:: 阅读摘录 ::
Be sure to print the answer modulo $998244353$.

如果只有一个串，这一个串总共有 \(x\) 个字符，那么构成的长度为 \(l\) 的串总共有 \(x^l\) 个。

然后我们很快发现会有重复的，那么就需要容斥原理。假设有 \(k\) 个串，设在每个串中都出现了的字符数量为 \(s\)，那么他们共同重复的串为 \(s^l\)

然后容斥就可以了。

#include<bits/stdc++.h>
const int N=35,P=998244353;
char s[N];
int t[N],n,len,l;
long long ans;
int pow(int x,int y)
{
	if(!y)
		return 1;
	int t=pow(x,y>>1);
	if(y&1)
		return 1LL*t*t%P*x%P;
	return 1LL*t*t%P;
}
int mo(int x)
{
	return (x%P+P)%P;
}
int bitcnt(int x)
{
	int cnt=0;
	while(x)
	{
		x-=x&-x;
		++cnt;
	}
	return cnt;
}
void dfs(int x,int y,int z)
{
	if(x>n)
	{
		if(y)
		{
			int f=y&1? 1:-1;
			ans=mo(ans+f*pow(bitcnt(z),l)%P);
		}
	}
	else
	{
		dfs(x+1,y+1,z&t[x]);
		dfs(x+1,y,z);
	}
}
int main()
{
	scanf("%d%d",&n,&l);
	for(int i=1;i<=n;i++)
	{
		scanf("%s",s+1);
		len=strlen(s+1);
		for(int j=1;j<=len;j++)
			t[i]|=1<<s[j]-'a';
//		printf("%d\n",t[i]);
	}
	dfs(1,0,(1<<26)-1);
	printf("%lld",ans);
}
:::
▶ **任务要求**:
1/ 摘录的代码里一共定义了哪些函数？请列出全部函数名。
2/ 根据摘录回答：
(a) 答案要对哪个数取模？
(b) 如果只有一个串，且这个串共有 \(x\) 个字符，能构成多少个长度为 \(l\) 的串？
(c) main 函数第一次调用 dfs 时传入的三个参数分别是什么？
3/ 把摘录中从“Be sure to print”一直到“个串，设在每个串中都出现了的字符数量为 \(s\)，那么他们共同重复的串为 \(s^l\)”的全部内容重写一遍，并把其中的“容斥原理”换成“包含排斥原理”。
:: 记录清单 ::
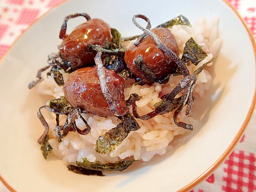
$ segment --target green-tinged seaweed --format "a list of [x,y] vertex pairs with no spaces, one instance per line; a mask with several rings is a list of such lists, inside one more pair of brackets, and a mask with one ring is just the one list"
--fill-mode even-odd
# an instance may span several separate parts
[[75,173],[78,173],[78,174],[82,174],[85,175],[97,175],[97,176],[105,176],[102,174],[101,171],[98,171],[96,170],[91,170],[90,169],[86,169],[82,167],[75,166],[73,165],[68,165],[67,166],[69,171],[74,172]]
[[175,25],[186,25],[191,26],[188,19],[182,15],[180,15],[174,19],[158,25],[157,27],[171,28],[172,26]]
[[66,97],[63,96],[61,96],[58,99],[50,100],[47,103],[47,106],[52,112],[59,114],[68,114],[74,108]]
[[49,136],[47,135],[44,142],[41,146],[41,151],[42,151],[42,153],[43,154],[44,158],[45,159],[46,159],[48,154],[49,153],[51,152],[52,150],[52,146],[51,146],[48,142],[49,138]]
[[112,48],[117,49],[121,47],[121,34],[114,28],[111,28],[112,35]]
[[169,113],[180,107],[184,98],[183,96],[175,98],[172,101],[164,98],[154,105],[155,110],[158,115]]
[[[181,60],[188,66],[190,63],[197,66],[207,56],[207,54],[204,52],[202,46],[199,45],[191,37],[186,43]],[[174,75],[182,75],[182,72],[178,66],[174,68],[172,73]]]
[[202,46],[199,45],[194,39],[190,38],[185,45],[181,59],[186,63],[191,61],[195,66],[207,56]]
[[97,152],[104,154],[114,150],[131,131],[140,128],[135,118],[129,112],[118,118],[122,122],[99,137],[95,144],[95,150]]
[[136,161],[134,159],[132,159],[121,160],[114,163],[109,163],[104,164],[98,161],[93,163],[91,162],[86,158],[83,158],[83,162],[76,162],[78,167],[97,171],[122,171]]

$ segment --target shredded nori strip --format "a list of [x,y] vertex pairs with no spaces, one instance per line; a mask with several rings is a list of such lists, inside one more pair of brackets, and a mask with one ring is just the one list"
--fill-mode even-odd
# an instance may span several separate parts
[[207,56],[202,46],[191,37],[186,43],[181,60],[186,63],[190,61],[196,66]]
[[97,175],[97,176],[105,176],[101,171],[97,170],[91,170],[86,169],[82,167],[78,167],[73,165],[68,165],[67,166],[69,171],[75,173],[82,174],[85,175]]
[[157,27],[171,28],[175,25],[186,25],[190,26],[191,26],[188,18],[182,15],[180,15],[174,19],[158,25]]
[[134,117],[129,112],[124,116],[118,117],[122,122],[99,137],[95,144],[96,152],[104,154],[114,150],[131,131],[140,128]]
[[58,69],[53,68],[50,72],[47,73],[47,75],[52,76],[58,85],[62,86],[64,85],[64,79],[62,74],[60,72]]
[[99,161],[96,161],[92,163],[86,159],[83,158],[84,162],[76,162],[76,164],[80,167],[82,167],[90,170],[98,171],[122,171],[127,169],[130,166],[136,161],[134,159],[130,160],[121,160],[116,163],[109,163],[103,164]]
[[42,153],[43,154],[44,158],[45,159],[46,159],[46,158],[47,158],[48,154],[49,154],[49,153],[51,152],[52,150],[52,146],[51,146],[51,145],[48,142],[48,140],[49,140],[49,136],[47,135],[46,138],[45,138],[44,142],[41,146],[41,150],[42,151]]
[[73,109],[66,97],[63,96],[50,100],[47,103],[47,106],[52,112],[58,114],[67,115]]

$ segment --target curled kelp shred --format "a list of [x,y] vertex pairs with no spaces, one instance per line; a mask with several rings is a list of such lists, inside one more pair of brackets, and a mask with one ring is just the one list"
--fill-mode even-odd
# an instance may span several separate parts
[[76,162],[76,164],[78,167],[97,171],[122,171],[136,161],[134,159],[132,159],[121,160],[114,163],[109,163],[104,164],[98,161],[92,163],[87,160],[86,158],[83,158],[82,159],[84,161],[82,162]]
[[69,66],[68,62],[61,58],[59,54],[52,53],[48,55],[47,63],[48,65],[39,69],[36,77],[36,80],[33,80],[28,83],[29,89],[31,89],[36,84],[42,80],[42,73],[48,68],[50,68],[50,72],[47,73],[47,76],[52,76],[56,83],[59,86],[62,86],[64,84],[64,80],[62,74],[60,70],[63,69],[64,72],[70,73],[74,71]]
[[[76,131],[79,134],[85,135],[90,131],[91,128],[86,120],[81,115],[82,112],[80,108],[74,108],[69,104],[66,98],[61,96],[60,98],[50,100],[47,105],[40,107],[38,109],[37,116],[41,123],[45,128],[43,134],[38,140],[38,142],[42,144],[46,140],[49,131],[49,126],[41,112],[42,108],[54,113],[56,115],[56,127],[55,134],[59,142],[61,138],[65,137],[69,131]],[[64,126],[60,125],[59,118],[60,115],[65,115],[67,116],[67,119]],[[75,120],[78,117],[84,122],[85,128],[83,130],[79,129],[76,124]],[[61,133],[62,132],[62,133]]]
[[171,28],[175,25],[185,25],[191,26],[189,20],[186,17],[180,14],[178,17],[171,19],[165,23],[162,23],[157,27],[164,27],[164,28]]
[[78,17],[79,16],[82,16],[84,17],[87,20],[91,20],[91,17],[90,16],[87,14],[84,13],[74,13],[66,16],[64,18],[64,21],[63,21],[63,23],[61,26],[60,31],[60,35],[59,36],[60,39],[63,39],[68,35],[66,33],[67,30],[67,22],[70,19]]

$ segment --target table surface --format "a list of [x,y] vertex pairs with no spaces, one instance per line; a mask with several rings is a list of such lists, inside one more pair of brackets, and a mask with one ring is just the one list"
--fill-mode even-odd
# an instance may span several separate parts
[[[0,58],[38,17],[65,0],[0,0]],[[256,0],[228,0],[256,39]],[[230,155],[190,192],[256,191],[256,112]],[[0,182],[0,192],[9,192]]]

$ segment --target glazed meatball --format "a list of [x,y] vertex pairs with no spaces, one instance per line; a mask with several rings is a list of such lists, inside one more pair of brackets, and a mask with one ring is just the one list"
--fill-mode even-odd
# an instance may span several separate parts
[[89,45],[104,47],[112,40],[109,25],[99,19],[88,20],[77,26],[70,34],[66,35],[59,48],[61,57],[74,69],[94,64],[96,53],[88,50]]
[[[168,48],[178,54],[177,42],[169,29],[158,27],[152,31]],[[149,35],[147,36],[138,45],[132,44],[128,47],[124,54],[124,60],[127,67],[134,76],[144,83],[150,84],[153,82],[148,79],[143,72],[137,69],[134,61],[139,55],[142,56],[147,67],[158,78],[164,78],[171,73],[176,65],[171,57],[157,47],[153,38]]]
[[[118,115],[128,110],[124,94],[124,79],[112,70],[104,69],[106,84],[115,101]],[[114,114],[104,97],[97,74],[96,67],[78,69],[70,73],[63,86],[65,96],[74,108],[81,108],[86,112],[106,117]]]

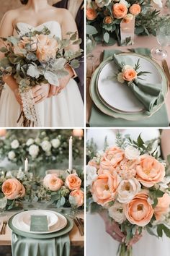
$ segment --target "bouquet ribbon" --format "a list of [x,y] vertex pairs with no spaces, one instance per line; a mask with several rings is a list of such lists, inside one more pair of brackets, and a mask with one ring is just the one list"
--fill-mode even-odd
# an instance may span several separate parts
[[[129,56],[114,54],[112,59],[117,66],[121,69],[124,65],[135,66],[135,63]],[[139,78],[135,79],[130,82],[128,81],[125,81],[125,82],[148,113],[151,113],[153,107],[159,105],[161,101],[164,100],[161,84],[152,85],[140,81]]]

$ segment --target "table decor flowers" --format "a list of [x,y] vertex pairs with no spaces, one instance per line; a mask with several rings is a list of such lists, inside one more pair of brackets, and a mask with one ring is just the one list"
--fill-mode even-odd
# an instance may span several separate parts
[[143,230],[170,237],[170,181],[154,141],[117,134],[117,146],[97,153],[86,166],[87,205],[94,212],[106,210],[121,230],[120,256],[133,255],[131,241]]
[[80,44],[81,39],[77,33],[71,32],[67,33],[68,39],[51,37],[45,26],[41,31],[30,30],[24,35],[21,35],[17,27],[16,30],[18,37],[1,38],[4,47],[0,51],[4,57],[0,61],[0,77],[12,75],[19,85],[23,109],[17,121],[22,116],[24,127],[40,127],[31,89],[42,83],[59,86],[58,80],[68,74],[66,67],[78,67],[77,58],[81,55],[81,50],[66,48]]

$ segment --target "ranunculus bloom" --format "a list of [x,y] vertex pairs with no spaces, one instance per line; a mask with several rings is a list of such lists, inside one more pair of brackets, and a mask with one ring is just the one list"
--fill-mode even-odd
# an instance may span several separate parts
[[109,174],[99,175],[91,187],[94,201],[99,205],[104,205],[114,200],[120,181],[118,175],[113,176]]
[[141,7],[138,4],[133,4],[129,9],[129,12],[131,14],[138,15],[141,12]]
[[8,179],[2,184],[1,190],[9,200],[23,197],[25,195],[24,187],[17,179]]
[[117,200],[122,203],[131,201],[140,190],[140,184],[135,178],[122,179],[117,188]]
[[165,193],[162,197],[158,198],[158,204],[154,209],[154,215],[157,221],[160,220],[161,216],[168,213],[170,205],[170,197]]
[[133,81],[137,77],[137,72],[133,69],[126,69],[122,72],[122,77],[125,81]]
[[97,17],[97,12],[94,8],[86,9],[86,18],[89,20],[94,20]]
[[65,184],[71,190],[79,189],[81,185],[81,179],[76,174],[69,174],[65,181]]
[[80,207],[84,204],[84,192],[81,189],[71,191],[69,202],[72,206]]
[[165,176],[165,167],[155,158],[148,155],[140,156],[140,163],[136,167],[136,178],[146,187],[162,182]]
[[115,4],[113,5],[113,16],[116,19],[123,18],[128,13],[128,8],[123,4]]
[[63,182],[56,174],[50,174],[44,177],[43,185],[51,191],[58,191],[63,185]]
[[148,202],[148,198],[147,192],[143,191],[125,205],[125,214],[132,224],[145,226],[151,220],[154,210]]
[[123,159],[124,152],[118,147],[110,148],[106,150],[102,158],[100,166],[103,169],[112,171]]

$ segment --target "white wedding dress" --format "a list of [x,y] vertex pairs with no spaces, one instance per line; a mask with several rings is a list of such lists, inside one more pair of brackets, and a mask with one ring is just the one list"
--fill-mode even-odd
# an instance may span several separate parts
[[[45,22],[37,27],[27,23],[17,23],[17,27],[22,35],[30,29],[41,30],[44,26],[50,30],[50,35],[55,35],[61,38],[61,27],[55,21]],[[14,35],[17,35],[15,30]],[[77,84],[73,79],[57,96],[46,98],[36,104],[36,107],[42,127],[81,127],[84,126],[84,104]],[[20,127],[22,121],[17,124],[20,112],[20,106],[14,93],[7,85],[4,85],[0,98],[0,127]]]
[[[159,131],[156,129],[122,129],[123,135],[130,135],[136,140],[141,132],[143,140],[158,137]],[[99,150],[103,150],[105,136],[109,146],[115,145],[115,132],[112,129],[88,129],[86,139],[94,138]],[[156,147],[156,145],[155,145]],[[119,243],[105,231],[104,221],[99,214],[86,215],[86,255],[117,256]],[[145,231],[143,237],[133,245],[133,256],[169,256],[170,239],[164,236],[157,239]]]

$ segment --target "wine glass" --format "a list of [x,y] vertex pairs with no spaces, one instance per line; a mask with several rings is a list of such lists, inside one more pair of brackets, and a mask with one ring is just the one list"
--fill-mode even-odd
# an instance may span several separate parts
[[167,51],[164,48],[170,45],[170,27],[162,25],[156,31],[156,39],[160,47],[154,47],[151,50],[151,55],[153,59],[163,60],[167,57]]

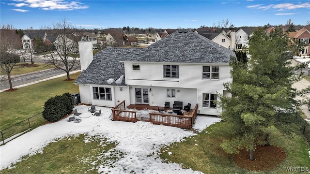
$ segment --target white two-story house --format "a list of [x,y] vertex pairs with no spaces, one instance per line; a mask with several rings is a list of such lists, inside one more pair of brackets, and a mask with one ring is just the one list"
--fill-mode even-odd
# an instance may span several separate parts
[[[107,48],[93,57],[91,42],[79,42],[82,103],[113,107],[163,106],[165,102],[198,104],[198,113],[218,115],[217,94],[229,96],[234,53],[190,30],[180,29],[145,48]],[[172,106],[172,104],[171,104]]]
:::
▶ **逐题答案**:
1/ pow、mo、bitcnt、dfs、main

2/
(a) 998244353
(b) \(x^l\) 个
(c) 1、0、(1<<26)-1

3/
Be sure to print the answer modulo $998244353$.

如果只有一个串，这一个串总共有 \(x\) 个字符，那么构成的长度为 \(l\) 的串总共有 \(x^l\) 个。

然后我们很快发现会有重复的，那么就需要包含排斥原理。假设有 \(k\) 个串，设在每个串中都出现了的字符数量为 \(s\)，那么他们共同重复的串为 \(s^l\)